## EXERCISE
In the listing below, find the line containing "shoulder shown above.". Write out that line and every line after it to the end, exactly and only those.

## MATERIAL SUPPLIED

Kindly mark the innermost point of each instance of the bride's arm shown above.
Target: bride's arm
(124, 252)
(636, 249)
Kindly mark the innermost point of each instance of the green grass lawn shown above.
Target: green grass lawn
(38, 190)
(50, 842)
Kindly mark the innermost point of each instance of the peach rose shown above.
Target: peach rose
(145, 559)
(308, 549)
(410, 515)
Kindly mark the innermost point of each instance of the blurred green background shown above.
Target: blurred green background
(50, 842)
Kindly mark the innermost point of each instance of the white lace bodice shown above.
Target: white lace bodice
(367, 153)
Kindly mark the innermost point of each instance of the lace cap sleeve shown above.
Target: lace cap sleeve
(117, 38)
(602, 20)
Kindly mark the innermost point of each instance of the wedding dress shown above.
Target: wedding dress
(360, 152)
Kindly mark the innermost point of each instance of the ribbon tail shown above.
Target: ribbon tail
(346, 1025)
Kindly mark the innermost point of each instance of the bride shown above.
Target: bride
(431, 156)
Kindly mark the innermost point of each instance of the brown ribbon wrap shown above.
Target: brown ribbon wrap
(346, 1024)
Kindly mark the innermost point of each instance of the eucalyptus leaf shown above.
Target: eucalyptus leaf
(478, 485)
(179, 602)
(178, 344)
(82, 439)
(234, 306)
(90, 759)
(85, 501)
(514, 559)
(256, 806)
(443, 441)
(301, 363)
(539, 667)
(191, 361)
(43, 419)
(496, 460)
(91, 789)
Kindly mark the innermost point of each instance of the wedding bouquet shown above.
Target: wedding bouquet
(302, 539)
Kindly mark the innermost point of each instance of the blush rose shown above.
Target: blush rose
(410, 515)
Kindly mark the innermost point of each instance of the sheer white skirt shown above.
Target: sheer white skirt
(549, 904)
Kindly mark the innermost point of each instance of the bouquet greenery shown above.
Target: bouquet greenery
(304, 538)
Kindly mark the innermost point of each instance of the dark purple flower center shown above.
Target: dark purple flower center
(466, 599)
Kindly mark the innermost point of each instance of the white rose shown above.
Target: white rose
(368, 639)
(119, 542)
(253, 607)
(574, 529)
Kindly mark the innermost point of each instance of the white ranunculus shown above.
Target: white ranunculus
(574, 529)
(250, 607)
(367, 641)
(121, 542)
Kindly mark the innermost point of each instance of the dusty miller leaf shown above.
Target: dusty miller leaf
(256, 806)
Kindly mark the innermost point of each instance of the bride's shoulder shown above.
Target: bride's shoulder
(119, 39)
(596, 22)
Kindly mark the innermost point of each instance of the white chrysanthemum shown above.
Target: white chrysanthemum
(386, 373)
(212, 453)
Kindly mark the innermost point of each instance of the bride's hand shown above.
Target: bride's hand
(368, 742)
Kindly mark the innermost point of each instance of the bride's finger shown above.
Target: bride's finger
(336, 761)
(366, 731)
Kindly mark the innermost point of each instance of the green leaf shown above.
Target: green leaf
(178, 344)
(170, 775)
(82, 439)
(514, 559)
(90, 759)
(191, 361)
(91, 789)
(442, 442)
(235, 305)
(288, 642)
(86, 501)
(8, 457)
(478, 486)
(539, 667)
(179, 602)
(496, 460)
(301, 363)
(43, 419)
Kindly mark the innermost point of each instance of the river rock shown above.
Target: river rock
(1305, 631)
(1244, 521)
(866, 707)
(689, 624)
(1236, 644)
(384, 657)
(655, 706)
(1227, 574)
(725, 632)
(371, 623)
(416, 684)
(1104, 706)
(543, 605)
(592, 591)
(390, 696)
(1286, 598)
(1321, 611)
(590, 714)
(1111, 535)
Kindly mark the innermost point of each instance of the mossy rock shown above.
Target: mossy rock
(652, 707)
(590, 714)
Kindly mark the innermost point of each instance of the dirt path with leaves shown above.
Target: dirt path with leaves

## EXPECTED ANSWER
Kindly mark the innermost point of each instance of the bride's shoulder shown above.
Target: bride's shoulder
(119, 39)
(596, 22)
Kindly mark the innermost point of each instance of the white chrysanthemum shown above.
Target: white chrysanthemum
(386, 373)
(212, 453)
Kindly mark the innermost point of each instance of the bride's hand shown above.
Target: bride's hand
(368, 742)
Kindly mark the innermost point of each instance of the bride's finger shown above.
Target: bride's finger
(336, 761)
(366, 731)
Kindly mark the innermost point of each instance of the green leaf shown above.
Target: green leaf
(178, 344)
(170, 775)
(82, 439)
(514, 559)
(90, 759)
(191, 361)
(91, 789)
(442, 442)
(235, 305)
(288, 642)
(86, 501)
(8, 457)
(478, 486)
(539, 667)
(179, 602)
(496, 460)
(301, 363)
(43, 419)
Kindly mark the innermost point of each instance of the river rock shown above.
Target: river rock
(1305, 631)
(1244, 521)
(866, 707)
(689, 624)
(1236, 644)
(384, 657)
(655, 706)
(1227, 574)
(725, 632)
(371, 623)
(416, 684)
(1104, 706)
(543, 605)
(592, 591)
(390, 696)
(1286, 598)
(1321, 611)
(590, 714)
(1111, 535)
Kindly mark the innermost point of each instance of the mossy rock shown above.
Target: mossy rock
(652, 707)
(590, 714)
Kindly mark the innermost point of each instance of the dirt path with leaves shown above.
Target: dirt path with leaves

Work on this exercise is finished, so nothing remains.